* WHAT THE TASK REQUIRES
Can you transcribe the passage below on the Colorado petrified man, between "In the autumn" and "had simply stopped.", inclusive?

* SOURCE PASSAGE
In the autumn of 1877, a seven-foot petrified man was excavated from a hillside near Beulah, Colorado. Newspapers across the country declared it a sensation. Scientists came to examine it. The fraud was eventually exposed. The measurements were not.

On a September morning in 1877, a work crew breaking ground on a hillside near the settlement of Beulah, in the Wet Mountain Valley southwest of Pueblo, reported striking something solid at a depth of several feet. What they uncovered, according to their immediate account and the accounts of those who arrived shortly after, was the form of a man—or something shaped like one—measuring between seven and seven and a half feet from crown to heel, lying on its side in the hardened clay as though it had been placed there, or had simply stopped.

The skin appeared fossilized. The musculature, witnesses said, was defined in a way inconsistent with collapse or decay. Root tendrils from nearby scrub growth had threaded through what appeared to be gaps in the figure’s torso—evidence, some concluded, of substantial age. The earth directly surrounding the figure was compacted into a natural mold, as though whatever process had transformed the body had also fused it to the ground over a very long period of time.

Word reached Pueblo within days. The figure was carefully extracted, transported into town, and put on display. The exhibit drew considerable crowds. Local papers covered it in terms typically reserved for events of civic significance. Within weeks, the story had traveled east, and newspapers in New York, Chicago, and St. Louis were printing accounts of Colorado’s remarkable discovery.

“It is either the most astounding natural curiosity ever placed before the public, or the most elaborate deception. In either case, it is worth the price of admission to settle the question for oneself.” — Pueblo Chieftain, October 1877 (reconstructed from period accounts)

The Exhibit and Its Reception

The figure was given a name before its origins were established: the Solid Muldoon, taken from a popular song of the period—a joke about a man so constitutionally indestructible that nothing could finish him. The name fit the spectacle better than any description of what the figure actually was, which remained, for the duration of its public run, genuinely unclear.

* INFORMATION SHOWN
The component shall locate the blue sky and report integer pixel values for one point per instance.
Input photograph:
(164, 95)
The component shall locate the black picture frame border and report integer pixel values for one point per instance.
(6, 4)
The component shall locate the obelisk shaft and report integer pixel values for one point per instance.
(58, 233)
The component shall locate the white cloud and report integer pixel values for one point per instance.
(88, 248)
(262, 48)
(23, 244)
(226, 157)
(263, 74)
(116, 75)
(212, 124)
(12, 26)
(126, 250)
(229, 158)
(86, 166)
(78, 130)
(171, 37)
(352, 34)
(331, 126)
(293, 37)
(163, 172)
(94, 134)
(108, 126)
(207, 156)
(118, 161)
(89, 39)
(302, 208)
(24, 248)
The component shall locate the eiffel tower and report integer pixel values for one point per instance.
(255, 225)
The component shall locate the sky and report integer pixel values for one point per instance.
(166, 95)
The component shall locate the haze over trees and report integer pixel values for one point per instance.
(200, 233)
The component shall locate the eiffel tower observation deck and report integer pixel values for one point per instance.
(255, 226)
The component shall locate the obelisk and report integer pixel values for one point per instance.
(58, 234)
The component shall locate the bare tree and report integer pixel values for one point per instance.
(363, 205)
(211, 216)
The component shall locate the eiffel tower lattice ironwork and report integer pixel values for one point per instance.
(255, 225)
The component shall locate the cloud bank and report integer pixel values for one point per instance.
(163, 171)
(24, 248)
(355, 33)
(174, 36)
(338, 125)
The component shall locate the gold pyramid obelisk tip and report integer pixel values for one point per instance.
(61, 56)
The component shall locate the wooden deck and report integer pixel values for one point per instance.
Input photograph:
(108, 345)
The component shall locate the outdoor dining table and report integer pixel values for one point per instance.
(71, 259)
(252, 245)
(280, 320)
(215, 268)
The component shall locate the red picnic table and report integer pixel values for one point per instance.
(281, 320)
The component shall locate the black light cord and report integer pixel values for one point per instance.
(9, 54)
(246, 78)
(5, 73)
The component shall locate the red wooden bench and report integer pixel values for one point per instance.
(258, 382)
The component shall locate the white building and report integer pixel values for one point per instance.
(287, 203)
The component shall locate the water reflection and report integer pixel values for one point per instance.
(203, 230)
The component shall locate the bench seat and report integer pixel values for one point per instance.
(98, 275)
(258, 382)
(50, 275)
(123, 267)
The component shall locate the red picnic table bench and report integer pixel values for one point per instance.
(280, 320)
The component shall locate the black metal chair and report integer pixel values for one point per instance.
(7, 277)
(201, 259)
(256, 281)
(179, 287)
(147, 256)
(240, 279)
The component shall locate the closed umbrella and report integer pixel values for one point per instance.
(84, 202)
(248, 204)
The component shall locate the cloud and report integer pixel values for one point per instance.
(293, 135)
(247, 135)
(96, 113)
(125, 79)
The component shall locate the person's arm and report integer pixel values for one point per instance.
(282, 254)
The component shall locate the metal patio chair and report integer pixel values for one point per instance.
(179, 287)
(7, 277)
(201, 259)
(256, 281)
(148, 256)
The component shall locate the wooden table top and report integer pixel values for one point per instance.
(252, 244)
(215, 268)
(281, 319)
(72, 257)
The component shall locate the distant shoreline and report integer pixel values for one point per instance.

* RESPONSE
In the autumn of 1877, a seven-foot petrified man was excavated from a hillside near Beulah, Colorado. Newspapers across the country declared it a sensation. Scientists came to examine it. The fraud was eventually exposed. The measurements were not.

On a September morning in 1877, a work crew breaking ground on a hillside near the settlement of Beulah, in the Wet Mountain Valley southwest of Pueblo, reported striking something solid at a depth of several feet. What they uncovered, according to their immediate account and the accounts of those who arrived shortly after, was the form of a man—or something shaped like one—measuring between seven and seven and a half feet from crown to heel, lying on its side in the hardened clay as though it had been placed there, or had simply stopped.